━━ Material for the task ━━

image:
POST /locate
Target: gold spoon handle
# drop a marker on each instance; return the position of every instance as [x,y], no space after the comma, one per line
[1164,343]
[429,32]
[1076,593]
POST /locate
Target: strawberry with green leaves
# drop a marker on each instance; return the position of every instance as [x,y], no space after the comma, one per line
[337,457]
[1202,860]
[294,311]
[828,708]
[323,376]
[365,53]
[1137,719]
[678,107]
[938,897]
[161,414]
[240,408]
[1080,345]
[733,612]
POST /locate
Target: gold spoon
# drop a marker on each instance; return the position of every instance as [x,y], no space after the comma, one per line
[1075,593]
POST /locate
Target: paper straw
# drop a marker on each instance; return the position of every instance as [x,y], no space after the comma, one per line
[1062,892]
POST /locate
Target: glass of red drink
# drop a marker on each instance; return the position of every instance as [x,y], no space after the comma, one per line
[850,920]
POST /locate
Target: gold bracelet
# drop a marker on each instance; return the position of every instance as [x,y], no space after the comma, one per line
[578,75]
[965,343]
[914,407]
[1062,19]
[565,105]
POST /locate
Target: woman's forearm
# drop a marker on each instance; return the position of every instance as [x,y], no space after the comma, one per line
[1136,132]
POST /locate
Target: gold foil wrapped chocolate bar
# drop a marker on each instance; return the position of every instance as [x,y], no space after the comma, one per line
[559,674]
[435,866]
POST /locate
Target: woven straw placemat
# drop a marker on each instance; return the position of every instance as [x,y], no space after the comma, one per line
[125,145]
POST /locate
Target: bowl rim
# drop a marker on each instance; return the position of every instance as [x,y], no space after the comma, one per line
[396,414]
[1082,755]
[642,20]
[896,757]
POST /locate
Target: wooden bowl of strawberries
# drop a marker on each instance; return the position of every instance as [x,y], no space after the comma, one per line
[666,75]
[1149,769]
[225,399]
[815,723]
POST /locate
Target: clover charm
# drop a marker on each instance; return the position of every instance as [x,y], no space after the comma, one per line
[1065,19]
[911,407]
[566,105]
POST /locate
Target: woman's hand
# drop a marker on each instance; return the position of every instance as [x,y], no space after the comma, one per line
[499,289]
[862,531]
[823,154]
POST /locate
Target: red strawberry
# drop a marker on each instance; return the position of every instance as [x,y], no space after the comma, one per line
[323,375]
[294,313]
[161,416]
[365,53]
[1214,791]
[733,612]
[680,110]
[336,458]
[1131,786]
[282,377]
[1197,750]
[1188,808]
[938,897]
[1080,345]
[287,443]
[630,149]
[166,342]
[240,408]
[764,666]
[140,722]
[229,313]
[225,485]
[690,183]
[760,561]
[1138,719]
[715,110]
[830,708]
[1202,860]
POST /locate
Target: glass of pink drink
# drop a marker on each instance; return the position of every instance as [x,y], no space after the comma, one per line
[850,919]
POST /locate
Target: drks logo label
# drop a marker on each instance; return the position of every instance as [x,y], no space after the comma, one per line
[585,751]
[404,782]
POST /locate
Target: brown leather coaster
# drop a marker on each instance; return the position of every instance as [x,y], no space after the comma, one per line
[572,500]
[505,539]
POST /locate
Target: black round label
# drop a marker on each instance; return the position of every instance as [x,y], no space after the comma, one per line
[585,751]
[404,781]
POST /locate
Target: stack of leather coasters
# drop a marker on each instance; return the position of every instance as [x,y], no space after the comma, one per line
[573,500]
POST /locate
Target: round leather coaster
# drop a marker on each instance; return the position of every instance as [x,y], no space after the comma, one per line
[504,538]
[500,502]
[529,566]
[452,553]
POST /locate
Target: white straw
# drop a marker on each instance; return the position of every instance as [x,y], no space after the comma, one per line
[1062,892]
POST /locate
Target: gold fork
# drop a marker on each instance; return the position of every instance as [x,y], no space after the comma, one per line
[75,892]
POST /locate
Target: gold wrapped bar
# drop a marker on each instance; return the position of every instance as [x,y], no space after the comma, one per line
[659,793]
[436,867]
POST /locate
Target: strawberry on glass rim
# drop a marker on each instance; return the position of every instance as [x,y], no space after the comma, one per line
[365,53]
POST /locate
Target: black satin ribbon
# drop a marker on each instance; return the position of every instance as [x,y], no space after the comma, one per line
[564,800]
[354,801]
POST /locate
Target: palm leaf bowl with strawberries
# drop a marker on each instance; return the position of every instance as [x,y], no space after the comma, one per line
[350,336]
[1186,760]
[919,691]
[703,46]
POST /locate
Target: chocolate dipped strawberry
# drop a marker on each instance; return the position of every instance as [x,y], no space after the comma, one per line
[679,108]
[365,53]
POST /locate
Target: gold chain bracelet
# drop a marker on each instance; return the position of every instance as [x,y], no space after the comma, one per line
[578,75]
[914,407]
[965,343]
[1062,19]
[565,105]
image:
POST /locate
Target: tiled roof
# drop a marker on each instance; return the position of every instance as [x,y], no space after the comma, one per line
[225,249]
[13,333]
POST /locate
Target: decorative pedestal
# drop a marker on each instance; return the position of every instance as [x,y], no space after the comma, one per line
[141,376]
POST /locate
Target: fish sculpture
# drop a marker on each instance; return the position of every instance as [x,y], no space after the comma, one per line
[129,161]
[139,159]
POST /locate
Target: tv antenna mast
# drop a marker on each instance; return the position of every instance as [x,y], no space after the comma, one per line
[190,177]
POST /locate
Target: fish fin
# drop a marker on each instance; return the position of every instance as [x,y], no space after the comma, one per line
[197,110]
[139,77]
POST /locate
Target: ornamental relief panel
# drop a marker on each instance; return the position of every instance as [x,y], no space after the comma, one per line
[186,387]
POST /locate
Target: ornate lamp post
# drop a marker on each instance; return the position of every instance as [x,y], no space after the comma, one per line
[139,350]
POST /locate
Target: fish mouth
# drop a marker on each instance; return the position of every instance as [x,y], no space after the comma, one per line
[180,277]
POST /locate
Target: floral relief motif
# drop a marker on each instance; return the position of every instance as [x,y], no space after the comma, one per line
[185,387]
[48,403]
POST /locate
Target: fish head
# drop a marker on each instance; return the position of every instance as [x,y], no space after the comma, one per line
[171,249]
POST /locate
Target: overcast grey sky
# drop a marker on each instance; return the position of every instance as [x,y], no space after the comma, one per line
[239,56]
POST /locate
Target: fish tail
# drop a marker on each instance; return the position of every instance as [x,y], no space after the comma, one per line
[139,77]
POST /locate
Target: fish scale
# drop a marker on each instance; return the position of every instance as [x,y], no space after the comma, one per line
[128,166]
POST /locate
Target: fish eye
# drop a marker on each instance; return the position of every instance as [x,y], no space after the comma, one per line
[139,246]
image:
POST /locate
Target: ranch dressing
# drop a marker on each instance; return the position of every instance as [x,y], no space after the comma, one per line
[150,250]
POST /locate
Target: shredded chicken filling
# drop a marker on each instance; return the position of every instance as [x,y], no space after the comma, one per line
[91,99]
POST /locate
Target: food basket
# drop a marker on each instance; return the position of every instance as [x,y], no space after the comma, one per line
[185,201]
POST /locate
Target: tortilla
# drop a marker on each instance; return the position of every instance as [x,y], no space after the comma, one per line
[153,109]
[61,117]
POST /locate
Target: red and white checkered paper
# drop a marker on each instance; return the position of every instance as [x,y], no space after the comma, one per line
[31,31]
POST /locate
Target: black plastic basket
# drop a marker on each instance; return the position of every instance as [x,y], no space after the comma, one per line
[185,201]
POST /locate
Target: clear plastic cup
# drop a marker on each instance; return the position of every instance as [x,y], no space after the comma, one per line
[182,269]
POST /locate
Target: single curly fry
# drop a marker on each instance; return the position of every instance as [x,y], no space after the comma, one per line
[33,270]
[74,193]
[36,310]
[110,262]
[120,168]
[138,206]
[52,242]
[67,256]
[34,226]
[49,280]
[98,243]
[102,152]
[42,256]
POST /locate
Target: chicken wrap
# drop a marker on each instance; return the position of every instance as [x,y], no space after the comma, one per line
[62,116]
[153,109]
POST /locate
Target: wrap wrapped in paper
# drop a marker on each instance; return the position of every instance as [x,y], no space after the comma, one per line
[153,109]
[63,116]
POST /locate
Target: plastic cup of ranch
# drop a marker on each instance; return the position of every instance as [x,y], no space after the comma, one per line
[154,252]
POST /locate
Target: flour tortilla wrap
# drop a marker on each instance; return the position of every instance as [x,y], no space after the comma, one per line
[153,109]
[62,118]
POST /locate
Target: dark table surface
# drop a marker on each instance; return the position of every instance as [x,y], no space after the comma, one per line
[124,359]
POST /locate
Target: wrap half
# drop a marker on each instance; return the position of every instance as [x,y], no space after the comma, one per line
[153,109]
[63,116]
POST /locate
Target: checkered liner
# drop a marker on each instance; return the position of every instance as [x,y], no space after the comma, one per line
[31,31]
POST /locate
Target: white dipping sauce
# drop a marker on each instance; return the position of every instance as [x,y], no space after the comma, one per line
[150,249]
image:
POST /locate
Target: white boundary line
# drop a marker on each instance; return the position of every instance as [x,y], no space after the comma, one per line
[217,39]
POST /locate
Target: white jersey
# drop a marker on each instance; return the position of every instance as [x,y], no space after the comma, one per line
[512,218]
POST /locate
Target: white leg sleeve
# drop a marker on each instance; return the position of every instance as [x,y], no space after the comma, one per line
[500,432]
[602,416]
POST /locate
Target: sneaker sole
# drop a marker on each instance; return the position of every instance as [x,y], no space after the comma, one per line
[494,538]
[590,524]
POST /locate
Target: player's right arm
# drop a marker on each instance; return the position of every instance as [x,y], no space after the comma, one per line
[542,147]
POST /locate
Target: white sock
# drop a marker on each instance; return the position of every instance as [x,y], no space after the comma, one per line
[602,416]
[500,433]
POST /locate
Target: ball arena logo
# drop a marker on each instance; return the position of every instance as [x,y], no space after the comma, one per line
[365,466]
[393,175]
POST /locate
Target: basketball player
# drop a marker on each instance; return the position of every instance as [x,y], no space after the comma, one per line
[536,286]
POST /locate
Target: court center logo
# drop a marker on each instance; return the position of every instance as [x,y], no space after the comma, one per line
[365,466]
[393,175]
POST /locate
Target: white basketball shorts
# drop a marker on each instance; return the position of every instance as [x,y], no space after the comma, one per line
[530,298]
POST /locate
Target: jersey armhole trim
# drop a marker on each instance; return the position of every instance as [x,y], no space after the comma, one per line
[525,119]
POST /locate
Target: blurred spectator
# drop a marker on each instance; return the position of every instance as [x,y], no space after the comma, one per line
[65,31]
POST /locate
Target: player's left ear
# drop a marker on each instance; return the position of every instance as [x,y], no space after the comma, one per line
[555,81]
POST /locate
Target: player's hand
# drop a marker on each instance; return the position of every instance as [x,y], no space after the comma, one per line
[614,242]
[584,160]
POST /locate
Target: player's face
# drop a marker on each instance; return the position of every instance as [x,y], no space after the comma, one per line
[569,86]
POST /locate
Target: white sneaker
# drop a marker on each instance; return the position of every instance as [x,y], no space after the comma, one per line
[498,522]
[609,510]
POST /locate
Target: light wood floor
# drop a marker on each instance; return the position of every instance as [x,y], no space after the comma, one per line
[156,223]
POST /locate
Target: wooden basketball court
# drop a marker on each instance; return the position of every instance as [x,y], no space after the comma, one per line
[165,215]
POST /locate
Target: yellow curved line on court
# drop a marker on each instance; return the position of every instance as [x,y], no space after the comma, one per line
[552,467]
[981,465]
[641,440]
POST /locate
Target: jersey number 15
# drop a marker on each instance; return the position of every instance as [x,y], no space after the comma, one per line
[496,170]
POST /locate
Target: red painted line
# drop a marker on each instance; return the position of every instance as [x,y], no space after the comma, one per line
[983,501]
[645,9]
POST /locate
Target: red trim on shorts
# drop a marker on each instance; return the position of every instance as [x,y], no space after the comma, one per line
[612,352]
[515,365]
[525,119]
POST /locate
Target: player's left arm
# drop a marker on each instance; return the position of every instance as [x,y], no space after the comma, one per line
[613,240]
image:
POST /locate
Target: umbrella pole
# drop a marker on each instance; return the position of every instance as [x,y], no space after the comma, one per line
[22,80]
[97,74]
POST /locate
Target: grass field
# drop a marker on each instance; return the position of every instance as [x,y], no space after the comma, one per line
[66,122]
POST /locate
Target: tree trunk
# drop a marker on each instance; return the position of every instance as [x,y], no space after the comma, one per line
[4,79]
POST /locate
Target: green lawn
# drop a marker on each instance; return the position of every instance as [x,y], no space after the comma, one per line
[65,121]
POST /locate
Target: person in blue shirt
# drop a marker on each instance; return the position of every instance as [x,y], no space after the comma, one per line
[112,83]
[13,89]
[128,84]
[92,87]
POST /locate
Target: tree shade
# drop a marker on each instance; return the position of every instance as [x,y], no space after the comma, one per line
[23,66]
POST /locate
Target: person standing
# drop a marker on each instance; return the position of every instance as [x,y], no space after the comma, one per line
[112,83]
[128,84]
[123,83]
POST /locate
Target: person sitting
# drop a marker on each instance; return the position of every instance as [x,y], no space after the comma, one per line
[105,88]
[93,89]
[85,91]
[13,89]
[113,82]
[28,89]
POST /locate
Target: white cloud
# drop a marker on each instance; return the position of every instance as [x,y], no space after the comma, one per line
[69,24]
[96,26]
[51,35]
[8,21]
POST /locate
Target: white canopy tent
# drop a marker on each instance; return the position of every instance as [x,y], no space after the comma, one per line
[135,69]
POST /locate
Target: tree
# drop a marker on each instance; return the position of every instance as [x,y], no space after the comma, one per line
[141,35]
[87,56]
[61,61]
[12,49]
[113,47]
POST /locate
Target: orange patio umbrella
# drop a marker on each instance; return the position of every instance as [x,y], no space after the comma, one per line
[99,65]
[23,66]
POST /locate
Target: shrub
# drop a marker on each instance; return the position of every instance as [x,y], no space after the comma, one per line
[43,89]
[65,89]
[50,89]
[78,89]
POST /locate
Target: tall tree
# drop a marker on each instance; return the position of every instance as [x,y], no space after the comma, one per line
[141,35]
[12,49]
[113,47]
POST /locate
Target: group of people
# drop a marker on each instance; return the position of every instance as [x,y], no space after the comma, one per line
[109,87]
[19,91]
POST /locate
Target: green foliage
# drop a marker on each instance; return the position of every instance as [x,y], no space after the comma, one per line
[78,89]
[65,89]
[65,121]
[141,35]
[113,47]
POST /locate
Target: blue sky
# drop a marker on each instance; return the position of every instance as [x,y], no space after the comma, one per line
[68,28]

━━━

Please pull out every line of the data that contains the word "with". Case counts.

Target: strawberry with green leaves
Target: palm leaf bowl with strawberries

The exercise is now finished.